What is being asked: Starting at the line that contains "the white butterfly" in the listing below, write out every line word for word until you have written the line that contains "column 609, row 534".

Material shown:
======

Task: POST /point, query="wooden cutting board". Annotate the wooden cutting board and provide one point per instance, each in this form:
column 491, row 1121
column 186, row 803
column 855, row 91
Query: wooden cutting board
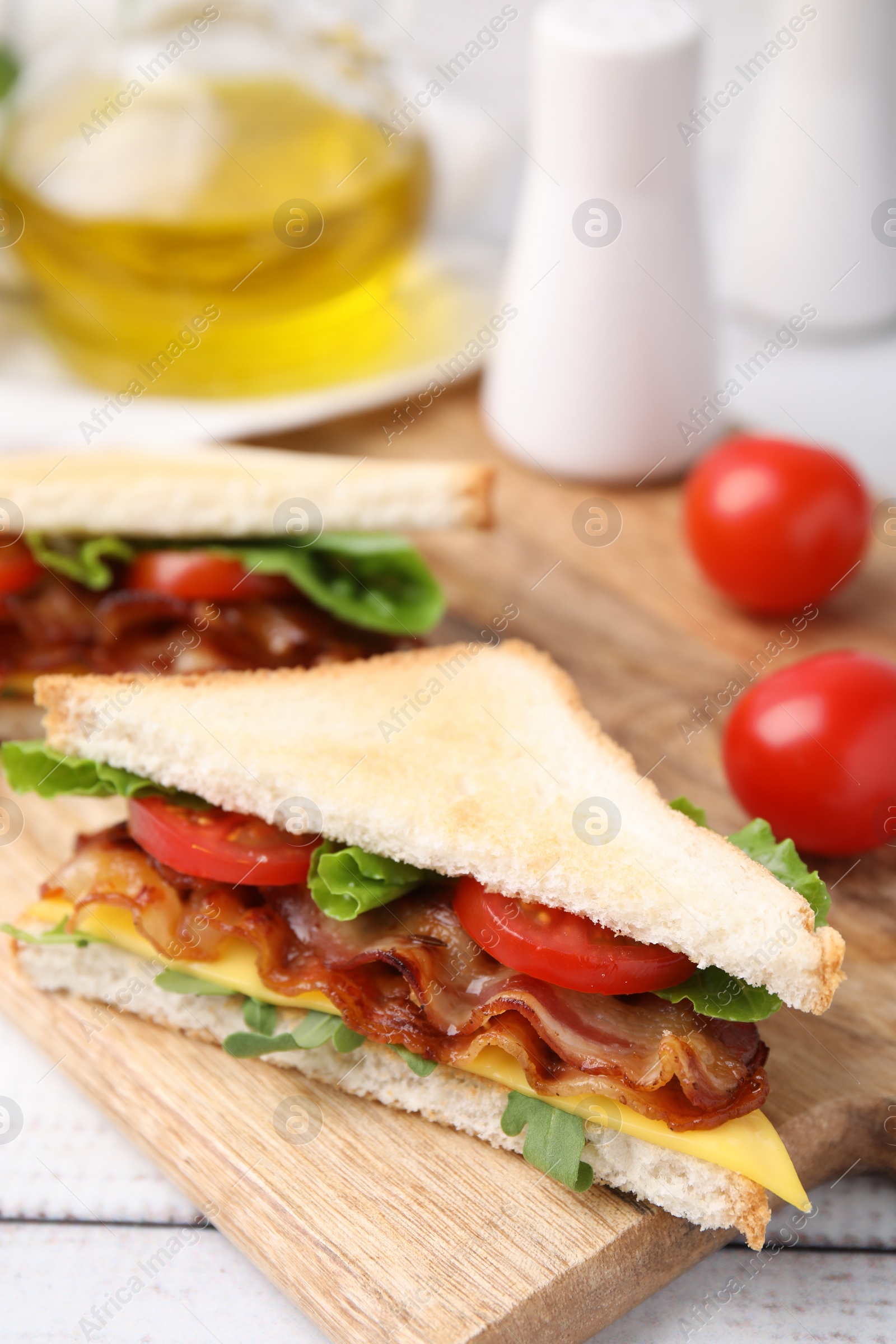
column 390, row 1229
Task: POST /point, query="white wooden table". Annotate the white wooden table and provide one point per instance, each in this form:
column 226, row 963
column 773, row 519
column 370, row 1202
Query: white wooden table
column 82, row 1211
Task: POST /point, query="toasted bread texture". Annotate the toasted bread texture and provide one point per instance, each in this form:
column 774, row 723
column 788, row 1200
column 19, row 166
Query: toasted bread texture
column 226, row 492
column 688, row 1187
column 468, row 760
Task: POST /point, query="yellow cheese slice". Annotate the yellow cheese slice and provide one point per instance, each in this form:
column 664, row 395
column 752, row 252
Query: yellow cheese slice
column 749, row 1146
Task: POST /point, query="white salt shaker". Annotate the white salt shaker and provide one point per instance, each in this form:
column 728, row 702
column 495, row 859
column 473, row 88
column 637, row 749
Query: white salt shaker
column 814, row 213
column 612, row 348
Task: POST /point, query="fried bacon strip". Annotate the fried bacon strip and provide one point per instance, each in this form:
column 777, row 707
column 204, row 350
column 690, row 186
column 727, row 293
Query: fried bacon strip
column 408, row 973
column 62, row 627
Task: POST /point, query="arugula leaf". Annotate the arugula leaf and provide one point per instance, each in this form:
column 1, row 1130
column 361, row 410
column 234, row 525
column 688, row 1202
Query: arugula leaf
column 757, row 841
column 179, row 983
column 83, row 561
column 260, row 1016
column 32, row 767
column 346, row 1040
column 8, row 71
column 419, row 1066
column 713, row 991
column 689, row 810
column 53, row 936
column 346, row 882
column 374, row 580
column 554, row 1139
column 716, row 993
column 315, row 1030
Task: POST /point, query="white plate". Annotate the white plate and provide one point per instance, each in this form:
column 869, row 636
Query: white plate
column 43, row 404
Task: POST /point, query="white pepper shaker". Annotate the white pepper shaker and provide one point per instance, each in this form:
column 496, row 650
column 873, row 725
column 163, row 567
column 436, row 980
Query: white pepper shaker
column 613, row 346
column 814, row 212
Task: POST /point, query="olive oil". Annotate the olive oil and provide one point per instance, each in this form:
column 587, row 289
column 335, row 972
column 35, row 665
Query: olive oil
column 216, row 239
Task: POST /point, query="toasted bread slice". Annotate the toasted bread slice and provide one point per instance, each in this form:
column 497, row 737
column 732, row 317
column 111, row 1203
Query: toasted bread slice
column 689, row 1187
column 226, row 492
column 466, row 760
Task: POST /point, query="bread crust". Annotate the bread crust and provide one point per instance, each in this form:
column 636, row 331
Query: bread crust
column 481, row 777
column 227, row 492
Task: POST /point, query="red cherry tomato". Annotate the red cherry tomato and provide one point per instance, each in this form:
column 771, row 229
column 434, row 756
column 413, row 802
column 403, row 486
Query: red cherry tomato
column 776, row 525
column 199, row 575
column 813, row 750
column 18, row 568
column 220, row 846
column 564, row 949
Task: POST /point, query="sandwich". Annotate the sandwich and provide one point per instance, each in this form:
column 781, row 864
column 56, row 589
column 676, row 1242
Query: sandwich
column 200, row 558
column 430, row 879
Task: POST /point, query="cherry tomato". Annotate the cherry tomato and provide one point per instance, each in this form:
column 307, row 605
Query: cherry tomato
column 813, row 750
column 220, row 846
column 199, row 575
column 564, row 949
column 18, row 568
column 776, row 525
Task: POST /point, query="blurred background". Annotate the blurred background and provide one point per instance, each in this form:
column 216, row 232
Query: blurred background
column 410, row 261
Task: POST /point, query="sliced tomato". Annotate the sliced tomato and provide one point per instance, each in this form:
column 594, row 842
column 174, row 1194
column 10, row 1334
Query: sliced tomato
column 18, row 568
column 564, row 949
column 200, row 575
column 220, row 846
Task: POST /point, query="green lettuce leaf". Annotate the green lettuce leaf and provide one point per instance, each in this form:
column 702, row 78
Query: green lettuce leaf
column 782, row 859
column 81, row 561
column 35, row 768
column 719, row 995
column 347, row 882
column 374, row 580
column 52, row 936
column 179, row 983
column 713, row 991
column 249, row 1045
column 554, row 1139
column 419, row 1066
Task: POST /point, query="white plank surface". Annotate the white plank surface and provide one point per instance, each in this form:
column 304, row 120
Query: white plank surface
column 70, row 1164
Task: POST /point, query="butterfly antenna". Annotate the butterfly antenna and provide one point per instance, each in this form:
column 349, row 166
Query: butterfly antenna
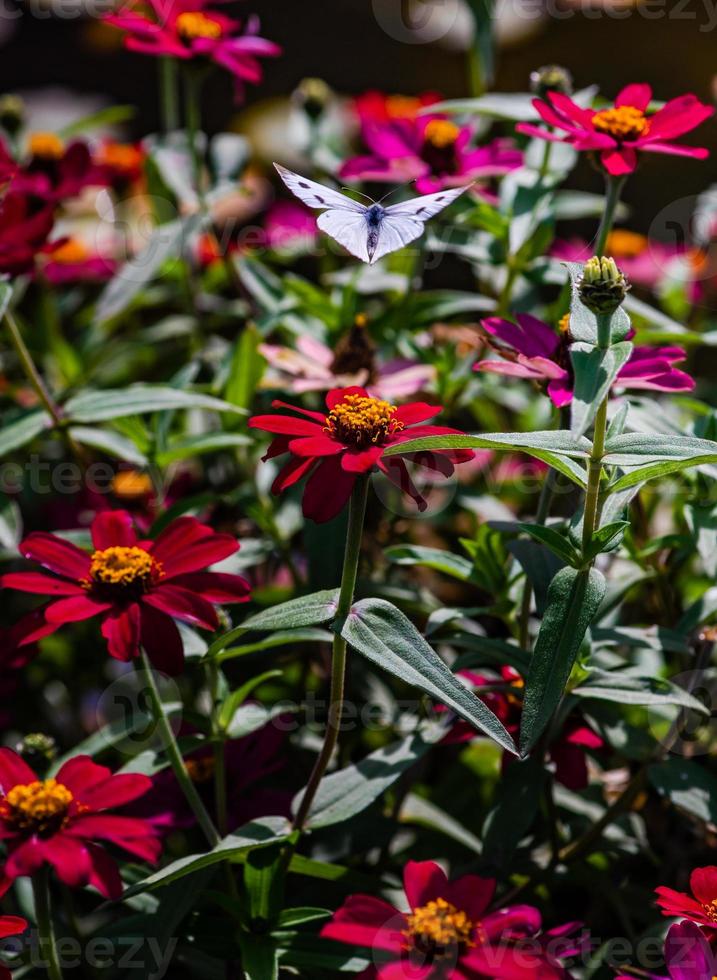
column 353, row 190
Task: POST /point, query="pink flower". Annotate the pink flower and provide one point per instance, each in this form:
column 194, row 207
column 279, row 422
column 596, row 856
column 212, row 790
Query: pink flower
column 430, row 149
column 619, row 132
column 447, row 934
column 189, row 30
column 531, row 349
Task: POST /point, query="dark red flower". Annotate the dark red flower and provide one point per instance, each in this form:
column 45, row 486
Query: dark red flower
column 336, row 447
column 620, row 131
column 701, row 906
column 138, row 588
column 447, row 934
column 63, row 822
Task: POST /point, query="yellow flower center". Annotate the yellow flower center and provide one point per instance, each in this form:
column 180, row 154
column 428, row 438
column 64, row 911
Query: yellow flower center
column 402, row 107
column 359, row 421
column 70, row 252
column 132, row 485
column 624, row 123
column 441, row 133
column 193, row 24
column 625, row 244
column 37, row 808
column 47, row 146
column 124, row 567
column 439, row 925
column 200, row 770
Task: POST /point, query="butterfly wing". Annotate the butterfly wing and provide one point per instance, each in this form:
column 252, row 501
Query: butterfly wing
column 316, row 195
column 349, row 230
column 425, row 207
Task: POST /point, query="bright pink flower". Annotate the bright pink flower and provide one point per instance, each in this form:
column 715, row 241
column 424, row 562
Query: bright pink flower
column 137, row 588
column 619, row 132
column 63, row 822
column 531, row 349
column 191, row 30
column 430, row 149
column 447, row 934
column 334, row 448
column 701, row 906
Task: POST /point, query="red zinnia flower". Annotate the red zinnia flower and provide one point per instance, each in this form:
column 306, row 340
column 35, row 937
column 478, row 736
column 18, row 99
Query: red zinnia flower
column 702, row 908
column 188, row 29
column 619, row 132
column 138, row 588
column 60, row 822
column 10, row 925
column 336, row 447
column 446, row 934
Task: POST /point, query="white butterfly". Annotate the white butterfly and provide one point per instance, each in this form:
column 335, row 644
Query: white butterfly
column 367, row 231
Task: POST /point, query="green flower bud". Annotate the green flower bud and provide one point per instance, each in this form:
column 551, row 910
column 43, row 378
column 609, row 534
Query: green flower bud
column 602, row 287
column 551, row 78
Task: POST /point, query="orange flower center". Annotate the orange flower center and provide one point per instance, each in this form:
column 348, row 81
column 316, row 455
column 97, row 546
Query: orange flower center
column 193, row 24
column 47, row 146
column 625, row 244
column 71, row 252
column 200, row 770
column 123, row 567
column 439, row 925
column 441, row 133
column 132, row 485
column 37, row 808
column 624, row 123
column 360, row 421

======

Solution to this task:
Task: POST /point, query="white butterfly". Annotate the white butterfly and provide one point per instance, each in this form:
column 335, row 644
Query: white butterfly
column 367, row 231
Task: POST /point, query="green flower bud". Annotate the green flower bud and provide one point per instance, each in this form:
column 551, row 910
column 43, row 378
column 609, row 534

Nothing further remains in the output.